**AIM OF THE EXERCISE**
Starting with the line that has "Point to the dark stone" in it, repeat every line through the last one, word for word, and give nothing more.

Dataset records about object locations:
----------------

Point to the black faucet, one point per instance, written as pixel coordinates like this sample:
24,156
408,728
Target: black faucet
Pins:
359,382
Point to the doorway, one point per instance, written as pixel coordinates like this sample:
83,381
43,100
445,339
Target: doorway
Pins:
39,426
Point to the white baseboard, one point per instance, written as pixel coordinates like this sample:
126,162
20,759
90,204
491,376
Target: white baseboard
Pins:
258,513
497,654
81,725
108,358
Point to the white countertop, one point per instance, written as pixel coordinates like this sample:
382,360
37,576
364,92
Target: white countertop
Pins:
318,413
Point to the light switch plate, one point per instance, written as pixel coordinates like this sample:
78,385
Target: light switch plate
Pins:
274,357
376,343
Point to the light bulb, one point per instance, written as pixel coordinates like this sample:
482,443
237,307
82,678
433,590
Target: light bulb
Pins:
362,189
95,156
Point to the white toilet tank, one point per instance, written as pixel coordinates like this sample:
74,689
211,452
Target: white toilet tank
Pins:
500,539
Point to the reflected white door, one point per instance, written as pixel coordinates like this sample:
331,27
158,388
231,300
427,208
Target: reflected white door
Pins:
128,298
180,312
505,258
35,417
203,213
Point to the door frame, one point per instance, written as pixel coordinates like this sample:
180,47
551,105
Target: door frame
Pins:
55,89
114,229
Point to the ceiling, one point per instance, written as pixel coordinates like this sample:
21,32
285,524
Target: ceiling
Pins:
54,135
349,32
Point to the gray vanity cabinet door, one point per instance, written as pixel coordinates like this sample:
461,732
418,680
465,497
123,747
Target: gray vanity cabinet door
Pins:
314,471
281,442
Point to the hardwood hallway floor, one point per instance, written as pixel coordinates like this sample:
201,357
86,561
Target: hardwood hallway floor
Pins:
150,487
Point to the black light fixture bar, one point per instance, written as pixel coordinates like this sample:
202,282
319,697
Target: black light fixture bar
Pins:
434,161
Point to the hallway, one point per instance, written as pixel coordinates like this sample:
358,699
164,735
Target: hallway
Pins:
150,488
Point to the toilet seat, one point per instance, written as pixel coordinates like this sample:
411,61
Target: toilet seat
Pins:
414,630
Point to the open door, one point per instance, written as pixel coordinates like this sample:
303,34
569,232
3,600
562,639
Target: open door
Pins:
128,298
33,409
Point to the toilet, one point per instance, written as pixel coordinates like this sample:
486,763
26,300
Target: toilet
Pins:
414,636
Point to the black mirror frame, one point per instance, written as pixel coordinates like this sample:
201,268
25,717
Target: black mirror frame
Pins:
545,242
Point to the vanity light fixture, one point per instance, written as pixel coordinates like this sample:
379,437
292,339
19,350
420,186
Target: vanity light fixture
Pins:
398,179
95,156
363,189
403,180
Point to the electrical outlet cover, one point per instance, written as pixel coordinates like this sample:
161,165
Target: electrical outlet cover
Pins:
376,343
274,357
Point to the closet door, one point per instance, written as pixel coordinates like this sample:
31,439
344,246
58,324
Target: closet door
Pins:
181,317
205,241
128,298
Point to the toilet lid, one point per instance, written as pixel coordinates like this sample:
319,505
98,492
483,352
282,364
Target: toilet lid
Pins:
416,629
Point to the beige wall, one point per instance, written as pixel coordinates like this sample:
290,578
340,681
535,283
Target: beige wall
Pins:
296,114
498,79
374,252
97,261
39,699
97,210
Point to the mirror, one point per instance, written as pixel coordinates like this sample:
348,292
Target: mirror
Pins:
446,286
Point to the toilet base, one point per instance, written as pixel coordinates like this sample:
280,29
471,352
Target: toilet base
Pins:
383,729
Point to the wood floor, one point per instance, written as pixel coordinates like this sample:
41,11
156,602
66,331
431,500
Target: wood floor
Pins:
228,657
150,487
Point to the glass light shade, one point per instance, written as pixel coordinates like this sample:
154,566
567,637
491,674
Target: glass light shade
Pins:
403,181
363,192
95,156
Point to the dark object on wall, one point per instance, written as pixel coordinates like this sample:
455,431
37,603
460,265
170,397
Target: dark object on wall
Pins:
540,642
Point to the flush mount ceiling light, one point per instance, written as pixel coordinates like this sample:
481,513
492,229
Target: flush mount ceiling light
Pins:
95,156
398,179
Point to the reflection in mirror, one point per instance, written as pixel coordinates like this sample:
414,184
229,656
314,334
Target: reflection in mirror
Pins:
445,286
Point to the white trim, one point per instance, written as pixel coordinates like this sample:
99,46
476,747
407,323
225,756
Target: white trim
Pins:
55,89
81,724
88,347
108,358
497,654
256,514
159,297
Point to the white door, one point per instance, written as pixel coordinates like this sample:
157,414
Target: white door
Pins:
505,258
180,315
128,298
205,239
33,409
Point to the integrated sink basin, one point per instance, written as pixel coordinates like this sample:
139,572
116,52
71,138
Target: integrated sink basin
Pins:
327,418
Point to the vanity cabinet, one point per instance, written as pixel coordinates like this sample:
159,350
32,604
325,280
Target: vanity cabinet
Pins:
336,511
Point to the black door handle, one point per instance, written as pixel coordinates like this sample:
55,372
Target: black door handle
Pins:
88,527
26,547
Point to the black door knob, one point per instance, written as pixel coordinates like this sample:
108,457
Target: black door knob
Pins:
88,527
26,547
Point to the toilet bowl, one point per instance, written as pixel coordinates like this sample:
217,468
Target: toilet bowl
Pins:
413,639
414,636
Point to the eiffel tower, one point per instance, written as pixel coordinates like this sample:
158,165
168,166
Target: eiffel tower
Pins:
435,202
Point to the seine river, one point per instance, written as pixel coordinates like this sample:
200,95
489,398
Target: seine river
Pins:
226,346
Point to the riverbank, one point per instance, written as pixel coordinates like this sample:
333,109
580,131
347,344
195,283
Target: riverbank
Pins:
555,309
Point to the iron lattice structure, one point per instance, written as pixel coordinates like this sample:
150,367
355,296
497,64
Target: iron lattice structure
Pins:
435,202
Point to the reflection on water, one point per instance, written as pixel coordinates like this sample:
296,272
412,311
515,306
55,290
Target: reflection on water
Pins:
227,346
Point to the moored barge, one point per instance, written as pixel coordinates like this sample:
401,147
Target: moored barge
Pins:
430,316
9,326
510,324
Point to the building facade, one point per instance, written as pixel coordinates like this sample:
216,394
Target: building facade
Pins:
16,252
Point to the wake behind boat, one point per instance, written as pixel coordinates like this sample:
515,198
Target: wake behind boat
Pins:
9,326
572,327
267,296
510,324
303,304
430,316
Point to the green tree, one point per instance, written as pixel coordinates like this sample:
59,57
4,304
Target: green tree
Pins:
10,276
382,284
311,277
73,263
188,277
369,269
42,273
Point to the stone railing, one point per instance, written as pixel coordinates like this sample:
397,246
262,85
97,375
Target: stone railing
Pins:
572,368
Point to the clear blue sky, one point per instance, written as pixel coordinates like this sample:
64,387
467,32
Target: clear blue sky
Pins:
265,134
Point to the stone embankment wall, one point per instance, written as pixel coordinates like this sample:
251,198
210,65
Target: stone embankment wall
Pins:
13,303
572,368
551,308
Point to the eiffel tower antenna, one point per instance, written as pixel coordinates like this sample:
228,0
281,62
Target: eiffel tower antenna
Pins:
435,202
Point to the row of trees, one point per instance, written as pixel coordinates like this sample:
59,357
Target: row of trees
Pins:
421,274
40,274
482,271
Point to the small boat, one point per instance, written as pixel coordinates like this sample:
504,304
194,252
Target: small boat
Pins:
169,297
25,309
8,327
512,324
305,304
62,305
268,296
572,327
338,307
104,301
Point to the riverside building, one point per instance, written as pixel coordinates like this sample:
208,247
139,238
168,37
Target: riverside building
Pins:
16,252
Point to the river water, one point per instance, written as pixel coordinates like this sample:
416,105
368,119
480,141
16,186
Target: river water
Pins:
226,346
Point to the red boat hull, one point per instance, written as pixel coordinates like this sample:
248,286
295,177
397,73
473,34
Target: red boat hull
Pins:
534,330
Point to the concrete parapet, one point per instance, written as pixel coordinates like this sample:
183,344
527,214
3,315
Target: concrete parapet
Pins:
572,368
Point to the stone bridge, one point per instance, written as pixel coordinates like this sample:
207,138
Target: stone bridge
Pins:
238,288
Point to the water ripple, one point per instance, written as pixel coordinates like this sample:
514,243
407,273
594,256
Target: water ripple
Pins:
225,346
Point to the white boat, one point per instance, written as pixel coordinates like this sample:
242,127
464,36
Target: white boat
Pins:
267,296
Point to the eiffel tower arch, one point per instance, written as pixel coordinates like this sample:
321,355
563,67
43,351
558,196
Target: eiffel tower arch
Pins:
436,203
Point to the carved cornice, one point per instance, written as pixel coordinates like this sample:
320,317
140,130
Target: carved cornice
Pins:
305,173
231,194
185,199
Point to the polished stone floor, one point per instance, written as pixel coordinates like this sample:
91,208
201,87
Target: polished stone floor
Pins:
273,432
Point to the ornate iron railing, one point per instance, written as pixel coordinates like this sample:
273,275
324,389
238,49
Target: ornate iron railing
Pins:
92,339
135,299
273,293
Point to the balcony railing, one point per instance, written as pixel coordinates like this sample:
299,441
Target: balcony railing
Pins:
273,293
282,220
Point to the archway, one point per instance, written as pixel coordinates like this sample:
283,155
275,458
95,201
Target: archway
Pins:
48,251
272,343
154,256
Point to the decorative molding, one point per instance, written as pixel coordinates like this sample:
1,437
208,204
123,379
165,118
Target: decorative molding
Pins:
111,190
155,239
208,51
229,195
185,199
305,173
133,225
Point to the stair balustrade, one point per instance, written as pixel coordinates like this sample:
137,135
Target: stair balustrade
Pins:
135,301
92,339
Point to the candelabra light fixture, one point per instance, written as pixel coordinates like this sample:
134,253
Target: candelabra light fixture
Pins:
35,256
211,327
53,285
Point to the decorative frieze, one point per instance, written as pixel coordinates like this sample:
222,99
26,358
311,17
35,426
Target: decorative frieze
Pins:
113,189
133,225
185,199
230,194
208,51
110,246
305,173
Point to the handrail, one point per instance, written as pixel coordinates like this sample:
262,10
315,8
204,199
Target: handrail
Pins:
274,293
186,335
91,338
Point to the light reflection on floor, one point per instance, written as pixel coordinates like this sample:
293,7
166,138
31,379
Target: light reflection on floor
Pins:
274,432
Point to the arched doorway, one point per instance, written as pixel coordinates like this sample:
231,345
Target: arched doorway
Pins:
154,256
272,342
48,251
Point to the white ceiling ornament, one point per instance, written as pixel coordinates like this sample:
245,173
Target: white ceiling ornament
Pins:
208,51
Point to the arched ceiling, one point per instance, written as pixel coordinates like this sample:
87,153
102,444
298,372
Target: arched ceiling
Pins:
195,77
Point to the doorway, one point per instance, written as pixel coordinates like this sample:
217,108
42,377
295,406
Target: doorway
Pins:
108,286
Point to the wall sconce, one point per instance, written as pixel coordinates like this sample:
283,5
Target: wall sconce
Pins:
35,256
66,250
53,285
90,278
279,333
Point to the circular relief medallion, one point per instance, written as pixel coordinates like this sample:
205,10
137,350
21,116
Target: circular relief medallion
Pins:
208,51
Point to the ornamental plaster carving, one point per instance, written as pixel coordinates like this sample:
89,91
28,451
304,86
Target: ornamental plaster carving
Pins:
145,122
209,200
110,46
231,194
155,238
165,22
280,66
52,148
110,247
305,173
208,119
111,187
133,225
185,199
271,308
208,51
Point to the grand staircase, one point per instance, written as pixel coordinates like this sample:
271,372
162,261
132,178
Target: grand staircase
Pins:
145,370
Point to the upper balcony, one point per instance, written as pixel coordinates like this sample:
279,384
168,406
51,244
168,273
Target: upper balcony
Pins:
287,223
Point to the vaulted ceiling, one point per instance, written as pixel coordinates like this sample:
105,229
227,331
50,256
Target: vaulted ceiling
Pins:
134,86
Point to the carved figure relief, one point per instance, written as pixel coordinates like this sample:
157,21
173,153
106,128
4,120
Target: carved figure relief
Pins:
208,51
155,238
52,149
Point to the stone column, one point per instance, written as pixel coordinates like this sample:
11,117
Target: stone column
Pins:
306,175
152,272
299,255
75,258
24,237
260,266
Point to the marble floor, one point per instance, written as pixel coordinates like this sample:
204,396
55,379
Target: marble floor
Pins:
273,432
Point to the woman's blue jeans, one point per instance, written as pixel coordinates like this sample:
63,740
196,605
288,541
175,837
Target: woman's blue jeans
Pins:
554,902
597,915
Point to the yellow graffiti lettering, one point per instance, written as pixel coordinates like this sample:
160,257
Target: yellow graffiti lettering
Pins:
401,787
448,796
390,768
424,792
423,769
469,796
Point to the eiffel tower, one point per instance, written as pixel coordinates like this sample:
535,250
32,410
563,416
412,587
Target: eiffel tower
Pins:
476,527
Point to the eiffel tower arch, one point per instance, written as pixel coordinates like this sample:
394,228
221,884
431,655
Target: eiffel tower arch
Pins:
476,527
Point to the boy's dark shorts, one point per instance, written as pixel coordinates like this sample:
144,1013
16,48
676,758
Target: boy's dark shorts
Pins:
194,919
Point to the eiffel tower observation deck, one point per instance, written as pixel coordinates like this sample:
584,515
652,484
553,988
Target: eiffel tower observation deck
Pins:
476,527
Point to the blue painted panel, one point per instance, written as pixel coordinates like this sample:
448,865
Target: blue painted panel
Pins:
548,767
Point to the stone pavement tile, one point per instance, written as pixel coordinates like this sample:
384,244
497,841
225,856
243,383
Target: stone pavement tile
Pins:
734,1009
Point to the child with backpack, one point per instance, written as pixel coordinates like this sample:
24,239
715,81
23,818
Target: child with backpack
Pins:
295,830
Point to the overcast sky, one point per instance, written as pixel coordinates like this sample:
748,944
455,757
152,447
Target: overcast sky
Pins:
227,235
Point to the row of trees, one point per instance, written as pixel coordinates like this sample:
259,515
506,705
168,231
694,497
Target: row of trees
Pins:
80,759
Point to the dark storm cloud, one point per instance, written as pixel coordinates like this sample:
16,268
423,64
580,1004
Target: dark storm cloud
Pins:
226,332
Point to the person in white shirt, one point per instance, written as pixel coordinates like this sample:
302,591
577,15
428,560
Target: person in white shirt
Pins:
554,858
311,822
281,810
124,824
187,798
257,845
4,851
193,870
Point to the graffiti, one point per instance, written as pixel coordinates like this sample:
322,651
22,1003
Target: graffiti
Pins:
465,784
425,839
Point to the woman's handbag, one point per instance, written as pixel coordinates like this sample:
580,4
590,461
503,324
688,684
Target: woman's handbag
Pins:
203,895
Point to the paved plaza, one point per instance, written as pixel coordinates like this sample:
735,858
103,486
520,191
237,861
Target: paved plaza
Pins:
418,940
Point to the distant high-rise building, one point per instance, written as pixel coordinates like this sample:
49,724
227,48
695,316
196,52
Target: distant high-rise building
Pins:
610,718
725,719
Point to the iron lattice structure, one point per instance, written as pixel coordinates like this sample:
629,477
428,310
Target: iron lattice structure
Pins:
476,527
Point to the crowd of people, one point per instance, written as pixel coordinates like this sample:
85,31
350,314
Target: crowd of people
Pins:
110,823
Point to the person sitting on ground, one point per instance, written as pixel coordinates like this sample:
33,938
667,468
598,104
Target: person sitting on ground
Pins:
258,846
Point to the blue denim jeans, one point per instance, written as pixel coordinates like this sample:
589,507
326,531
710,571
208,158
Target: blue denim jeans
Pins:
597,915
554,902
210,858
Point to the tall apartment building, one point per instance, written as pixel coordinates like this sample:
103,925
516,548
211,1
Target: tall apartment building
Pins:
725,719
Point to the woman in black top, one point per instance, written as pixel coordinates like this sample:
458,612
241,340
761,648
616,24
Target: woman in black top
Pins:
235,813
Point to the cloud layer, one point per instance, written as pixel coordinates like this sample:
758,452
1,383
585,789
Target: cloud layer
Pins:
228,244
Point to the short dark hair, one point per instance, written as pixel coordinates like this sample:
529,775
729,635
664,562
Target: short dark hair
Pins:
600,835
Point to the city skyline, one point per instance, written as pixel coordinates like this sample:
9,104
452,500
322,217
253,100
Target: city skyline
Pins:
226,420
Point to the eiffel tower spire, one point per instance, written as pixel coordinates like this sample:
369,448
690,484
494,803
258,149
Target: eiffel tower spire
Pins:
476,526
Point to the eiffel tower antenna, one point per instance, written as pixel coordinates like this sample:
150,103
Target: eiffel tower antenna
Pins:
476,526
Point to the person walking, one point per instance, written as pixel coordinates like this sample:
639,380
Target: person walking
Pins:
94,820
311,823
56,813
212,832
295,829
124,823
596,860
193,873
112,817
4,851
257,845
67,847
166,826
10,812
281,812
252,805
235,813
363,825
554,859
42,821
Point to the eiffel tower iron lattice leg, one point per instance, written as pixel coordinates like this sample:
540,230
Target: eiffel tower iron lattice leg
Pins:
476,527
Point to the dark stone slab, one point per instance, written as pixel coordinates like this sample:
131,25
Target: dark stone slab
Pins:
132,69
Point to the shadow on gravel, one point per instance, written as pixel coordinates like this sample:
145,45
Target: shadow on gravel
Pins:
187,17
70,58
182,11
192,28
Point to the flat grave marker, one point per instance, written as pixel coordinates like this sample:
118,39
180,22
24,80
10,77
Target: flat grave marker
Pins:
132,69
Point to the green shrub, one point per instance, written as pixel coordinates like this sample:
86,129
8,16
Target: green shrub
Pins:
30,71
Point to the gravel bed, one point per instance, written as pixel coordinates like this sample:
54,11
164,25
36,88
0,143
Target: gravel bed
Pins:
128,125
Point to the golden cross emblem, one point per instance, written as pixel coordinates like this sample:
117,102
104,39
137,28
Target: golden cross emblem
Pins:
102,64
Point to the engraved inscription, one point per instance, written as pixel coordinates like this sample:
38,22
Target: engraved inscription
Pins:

----------------

**ANSWER TO THIS TASK**
Point to the dark stone slab, one point per instance, written as pixel coordinates like this sample:
131,25
Target: dark stone slab
Pins:
132,69
Point to the shadow on gravel, one point per instance, written as pixel coordinates like this sample:
145,45
Target: shadow on gravel
Pins:
187,17
70,58
182,11
192,28
Point to the flat grave marker, one point per instance, written as pixel coordinates like this sample:
118,39
180,22
24,80
10,77
Target: flat grave marker
Pins:
132,69
Point to the green shrub, one point per instance, written as pixel coordinates like this sample:
86,129
8,16
Target: green shrub
Pins:
30,71
Point to the gravel bed, one point per instance, written as pixel coordinates like this sample:
54,11
164,25
36,88
0,143
Target: gravel bed
Pins:
128,125
Point to the golden cross emblem, one point per instance, written as pixel coordinates like this sample:
117,102
104,39
137,28
Target: golden cross emblem
Pins:
102,64
Point to the engraved inscription, one point per instance, written as pixel coordinates like this sample:
38,22
Target: engraved inscription
Pins:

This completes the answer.